» **Written request A**
In the records below, scale the lines from the one containing "Drop a point on each instance of the vertical" through the end of the records. Reproduce every line in that range, including the requests, but multiply each point coordinate in the answers by 2.05 and round it to a whole number, with halves rounding up.
* begin Excerpted passage *
Thursday, December 10, 2009

the power of the people

first i wanted to name that post "the power of google", but when i made my notes (yes, i do that before i spread my insanity to the web), i thought what makes googles power? is google the only megapower on the web? no, because there are also facebook, twitter, yahoo and others. what makes their power? the answer is: we, their users, we, the people.

throughout the rise of the web 2.0 hype, it was all about user experience, user generated content and collective intelligence. web 2.0 is the new new economy, the phoenix that has risen out of the ashes of the new economy that the dotcom crash had brought down.

google created quite an amazing model. they are indirectly giving the people a voice. indirectly because they are giving away all their services and stuff for free and thus in order, a large and often huge number of people is going to use their offers. this is what google makes so powerful. a recent example is their books project. they are offering thousands of books to be read for free. many people use this, and so they are creating a demand for free book content. and because so many people like that, they are getting powerful. this leads to reactions from the classic book industry, who are seeing a big threat in googles doings (and indeed they should be frightened).

thats the way google is going continuosly. through giving away everything for free to the end-user, they are creating an audience and the target audience is much bigger for free stuff than it is for stuff that costs. through that, they are spreading into every niche of the market to reach audience and often to create audience.

another aspect of their success is their independence. they are currently not dependent on any investors (*cough* yahoo/ms merger + carl icahn *cough*) or shareholders - at least thats the perception. therefore they have the freedom and also the money to simply try things and not worry on any return on investment. the countertrade between a user and google is easy described: you get everything on the service for free, google gets your data. i don't worry about any privacy on the web anymore, because its not-existent. (just read the cover story, 'gone', in the current wired issue).
* end Excerpted passage *
* begin Data entries *
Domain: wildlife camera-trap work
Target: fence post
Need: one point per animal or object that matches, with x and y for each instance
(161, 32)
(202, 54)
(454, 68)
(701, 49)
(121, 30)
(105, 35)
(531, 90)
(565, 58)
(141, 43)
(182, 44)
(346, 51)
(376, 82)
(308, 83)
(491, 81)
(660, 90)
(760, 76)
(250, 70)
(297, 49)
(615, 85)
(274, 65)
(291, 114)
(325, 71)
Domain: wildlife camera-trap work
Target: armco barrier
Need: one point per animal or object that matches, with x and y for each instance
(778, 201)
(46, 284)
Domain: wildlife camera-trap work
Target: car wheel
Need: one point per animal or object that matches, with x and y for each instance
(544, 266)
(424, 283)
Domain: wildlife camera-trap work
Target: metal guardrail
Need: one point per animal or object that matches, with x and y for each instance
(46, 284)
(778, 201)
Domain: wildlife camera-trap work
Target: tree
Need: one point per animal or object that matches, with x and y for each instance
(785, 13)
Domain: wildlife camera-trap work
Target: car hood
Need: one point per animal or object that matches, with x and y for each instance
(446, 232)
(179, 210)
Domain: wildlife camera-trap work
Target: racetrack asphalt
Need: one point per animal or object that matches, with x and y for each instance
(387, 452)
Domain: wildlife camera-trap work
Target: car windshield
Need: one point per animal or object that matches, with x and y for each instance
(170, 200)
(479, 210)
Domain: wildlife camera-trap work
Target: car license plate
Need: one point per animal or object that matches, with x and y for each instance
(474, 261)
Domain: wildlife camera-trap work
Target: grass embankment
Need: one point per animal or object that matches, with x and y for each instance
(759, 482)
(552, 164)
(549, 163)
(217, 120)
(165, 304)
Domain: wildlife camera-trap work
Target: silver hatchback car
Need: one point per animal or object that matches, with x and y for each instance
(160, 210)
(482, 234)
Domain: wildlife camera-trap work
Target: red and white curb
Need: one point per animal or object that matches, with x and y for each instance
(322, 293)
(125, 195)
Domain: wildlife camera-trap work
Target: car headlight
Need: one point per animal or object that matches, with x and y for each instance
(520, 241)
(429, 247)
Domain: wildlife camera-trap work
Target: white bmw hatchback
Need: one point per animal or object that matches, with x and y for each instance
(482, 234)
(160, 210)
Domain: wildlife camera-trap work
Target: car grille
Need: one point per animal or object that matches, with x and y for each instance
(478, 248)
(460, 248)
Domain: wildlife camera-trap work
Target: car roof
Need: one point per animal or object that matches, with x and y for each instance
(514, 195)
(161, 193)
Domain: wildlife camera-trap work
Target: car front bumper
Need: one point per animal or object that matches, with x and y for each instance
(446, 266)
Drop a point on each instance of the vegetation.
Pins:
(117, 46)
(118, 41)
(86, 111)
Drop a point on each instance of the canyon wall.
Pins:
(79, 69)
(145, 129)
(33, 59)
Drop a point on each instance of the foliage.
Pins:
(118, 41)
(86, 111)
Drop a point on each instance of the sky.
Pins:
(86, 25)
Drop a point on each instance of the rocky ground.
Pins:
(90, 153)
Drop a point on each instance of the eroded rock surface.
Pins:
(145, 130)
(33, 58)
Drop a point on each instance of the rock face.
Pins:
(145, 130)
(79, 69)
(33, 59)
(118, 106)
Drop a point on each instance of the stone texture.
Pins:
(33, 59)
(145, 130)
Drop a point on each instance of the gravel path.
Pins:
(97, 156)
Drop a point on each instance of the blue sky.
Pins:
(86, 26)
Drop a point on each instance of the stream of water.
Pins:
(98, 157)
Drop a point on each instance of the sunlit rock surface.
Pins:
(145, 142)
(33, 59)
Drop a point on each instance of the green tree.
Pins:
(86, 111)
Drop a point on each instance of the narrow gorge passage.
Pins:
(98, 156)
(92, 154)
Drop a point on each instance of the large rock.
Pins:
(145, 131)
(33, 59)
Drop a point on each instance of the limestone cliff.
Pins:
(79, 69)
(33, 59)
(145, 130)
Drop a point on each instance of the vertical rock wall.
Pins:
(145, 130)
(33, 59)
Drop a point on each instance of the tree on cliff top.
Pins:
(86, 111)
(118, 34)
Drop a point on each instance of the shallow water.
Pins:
* end Data entries *
» **Written request B**
Set down the passage from the post on the power of the people, from "another aspect of" up to and including "current wired issue).".

» **Exercise output A**
Drop a point on each instance of the vertical rock wall.
Pins:
(297, 267)
(68, 121)
Drop a point on each instance of the tree on cliff top.
Pins:
(176, 228)
(242, 70)
Drop a point on each instance of the shallow water.
Pins:

» **Exercise output B**
another aspect of their success is their independence. they are currently not dependent on any investors (*cough* yahoo/ms merger + carl icahn *cough*) or shareholders - at least thats the perception. therefore they have the freedom and also the money to simply try things and not worry on any return on investment. the countertrade between a user and google is easy described: you get everything on the service for free, google gets your data. i don't worry about any privacy on the web anymore, because its not-existent. (just read the cover story, 'gone', in the current wired issue).